INPUT MATERIAL =>
--------------------

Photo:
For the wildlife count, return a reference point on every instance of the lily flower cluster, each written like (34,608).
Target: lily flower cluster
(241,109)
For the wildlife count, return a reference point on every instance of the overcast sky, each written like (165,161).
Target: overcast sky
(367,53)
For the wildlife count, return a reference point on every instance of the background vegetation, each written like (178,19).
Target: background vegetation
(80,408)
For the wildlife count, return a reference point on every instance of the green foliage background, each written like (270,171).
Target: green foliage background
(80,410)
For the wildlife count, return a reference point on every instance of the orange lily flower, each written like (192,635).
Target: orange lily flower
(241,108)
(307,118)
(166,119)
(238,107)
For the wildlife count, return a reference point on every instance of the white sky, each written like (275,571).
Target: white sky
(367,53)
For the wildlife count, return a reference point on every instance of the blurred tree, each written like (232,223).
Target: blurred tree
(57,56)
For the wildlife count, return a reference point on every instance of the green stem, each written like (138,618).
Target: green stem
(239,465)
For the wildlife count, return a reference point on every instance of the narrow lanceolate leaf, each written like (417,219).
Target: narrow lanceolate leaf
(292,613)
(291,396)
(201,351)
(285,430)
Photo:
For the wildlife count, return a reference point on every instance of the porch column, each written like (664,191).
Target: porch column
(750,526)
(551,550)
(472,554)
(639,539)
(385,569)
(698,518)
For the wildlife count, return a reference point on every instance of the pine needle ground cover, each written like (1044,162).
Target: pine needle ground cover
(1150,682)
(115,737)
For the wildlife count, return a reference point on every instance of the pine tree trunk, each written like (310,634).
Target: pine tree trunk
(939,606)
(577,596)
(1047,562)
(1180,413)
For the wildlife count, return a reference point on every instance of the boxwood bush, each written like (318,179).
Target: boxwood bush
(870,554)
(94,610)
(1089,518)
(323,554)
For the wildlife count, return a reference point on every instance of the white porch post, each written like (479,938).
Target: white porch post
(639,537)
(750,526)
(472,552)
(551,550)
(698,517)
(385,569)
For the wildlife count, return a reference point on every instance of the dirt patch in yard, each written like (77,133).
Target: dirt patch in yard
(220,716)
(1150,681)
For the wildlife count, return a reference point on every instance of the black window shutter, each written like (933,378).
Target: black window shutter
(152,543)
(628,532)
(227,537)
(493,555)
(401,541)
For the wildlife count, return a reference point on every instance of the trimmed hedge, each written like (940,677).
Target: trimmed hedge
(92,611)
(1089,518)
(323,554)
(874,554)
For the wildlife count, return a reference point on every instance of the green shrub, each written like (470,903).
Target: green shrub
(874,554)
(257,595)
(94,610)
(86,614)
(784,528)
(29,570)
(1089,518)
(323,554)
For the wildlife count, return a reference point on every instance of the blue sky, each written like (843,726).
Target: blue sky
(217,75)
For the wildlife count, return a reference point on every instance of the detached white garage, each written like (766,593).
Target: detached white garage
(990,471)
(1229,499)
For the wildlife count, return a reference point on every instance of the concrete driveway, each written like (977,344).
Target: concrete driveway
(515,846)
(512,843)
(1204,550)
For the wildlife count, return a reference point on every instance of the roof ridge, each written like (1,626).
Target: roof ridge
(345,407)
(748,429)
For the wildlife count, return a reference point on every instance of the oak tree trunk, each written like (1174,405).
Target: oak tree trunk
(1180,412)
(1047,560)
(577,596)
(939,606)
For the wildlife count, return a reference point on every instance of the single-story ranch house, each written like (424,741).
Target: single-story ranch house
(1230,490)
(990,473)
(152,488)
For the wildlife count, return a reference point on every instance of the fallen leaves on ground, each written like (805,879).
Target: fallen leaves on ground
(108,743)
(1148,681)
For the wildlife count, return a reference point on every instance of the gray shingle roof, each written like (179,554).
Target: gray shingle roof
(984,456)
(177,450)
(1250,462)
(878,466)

--------------------

OBJECTIVE =>
Reproduce the entire listing with every occurrence of "wildlife count" changed to "garden survey", leaving all other text unchanged.

THE OUTPUT =>
Photo:
For the garden survey, return a reference point on every instance of the lily flower cluster, each written like (34,608).
Target: lily flower cluster
(241,109)
For the garden survey, return a reference point on every instance of the overcast sky, each written like (165,161).
Target: overcast sky
(367,53)
For the garden survey, return a reference point on every instance of the background vegetation, each written like (178,19).
Target: background vegetation
(80,408)
For the garden survey, return a reference point on every instance of the green foliage background, each written like (270,171).
Target: green foliage background
(80,410)
For the garden survey, return a reference point on every instance of the orange lily flower, each written like (192,635).
Target: orange lily flower
(241,108)
(307,118)
(166,119)
(238,107)
For the garden survey, return a reference point on every instance of the white sky, each written like (275,571).
Target: white sky
(367,53)
For the garden survey, return a reference point on every instance of the blurred tree, each written like (232,223).
Target: blurred tree
(57,56)
For the garden survey, return a reference point on every instance of the green stem, each written like (138,618).
Target: green stem
(239,465)
For the garden survey, return a reference point on every instance of the narrow lanceolate leaf, each written like (417,219).
Target: narrow lanceolate leaf
(292,613)
(291,396)
(201,351)
(285,430)
Photo:
For the garden survey, return a reference point on every instance of the porch column, each written like (664,191).
Target: porch column
(750,526)
(551,550)
(472,554)
(639,539)
(385,569)
(698,518)
For the garden survey, return a reference point on every instance of the pine needle ground cover, each written like (1044,162).
Target: pine needle ground cover
(1150,682)
(115,737)
For the garden survey, return a reference point on every instance of the pine tree trunk, each written like (310,634).
Target: pine tree trunk
(939,606)
(577,596)
(1047,562)
(1180,413)
For the garden survey, return a reference point on every instance of the boxwood bush, each written like (318,179).
Target: boxwood bush
(870,554)
(94,610)
(1089,518)
(323,554)
For the garden survey, return a reference point on every instance of the white porch post, each written like (479,938).
Target: white porch post
(639,537)
(750,526)
(472,552)
(551,550)
(698,517)
(385,569)
For the garden survey, return a reference point on every instance of the dirt patch in yard, each written like (77,133).
Target: dirt patch in yard
(220,716)
(1150,681)
For the garden survey, return a reference point on every instance of the black window shutter, each written like (933,378).
Target: black window shutter
(152,543)
(628,532)
(227,537)
(493,555)
(401,541)
For the garden survey, return a reference point on every instance of the trimmed hedge, each written like (940,677).
Target: trimmed hedge
(92,611)
(1089,518)
(323,554)
(874,554)
For the garden survey, return a reference point on every instance of the green shrub, each written like (470,903).
Target: green shrub
(874,554)
(257,595)
(94,610)
(86,614)
(784,528)
(29,570)
(1089,518)
(323,554)
For the garden survey, return a reference point on every instance of the blue sky, each written like (843,726).
Target: blue sky
(217,75)
For the garden survey, return a reference point on every instance of the detached white garage, each written like (766,593).
Target: detached white garage
(990,471)
(1229,499)
For the garden survey, return a reference point on every instance of the concrete driveway, each written like (977,344).
Target: concrete driveway
(515,846)
(512,843)
(1204,550)
For the garden survey, return a reference point on every instance of the roof ridge, each written like (1,626).
Target: roof ridge
(345,407)
(748,429)
For the garden survey, return a reference point on every instance of the oak tree trunk, each written like (1174,405).
Target: oak tree trunk
(1180,412)
(1047,560)
(577,596)
(939,606)
For the garden survey, return a reference point on every instance of the single-story ranch house, each written like (424,741).
Target: single-story ranch house
(1230,490)
(990,473)
(152,488)
For the garden survey, return a reference point on every instance of the fallen leaves on ground, each written like (805,879).
Target: fallen leaves on ground
(108,743)
(1148,681)
For the garden survey, return a reference point on every instance of the gray shingle roof, each written like (179,554).
Target: gray shingle roof
(984,456)
(177,450)
(1250,462)
(878,466)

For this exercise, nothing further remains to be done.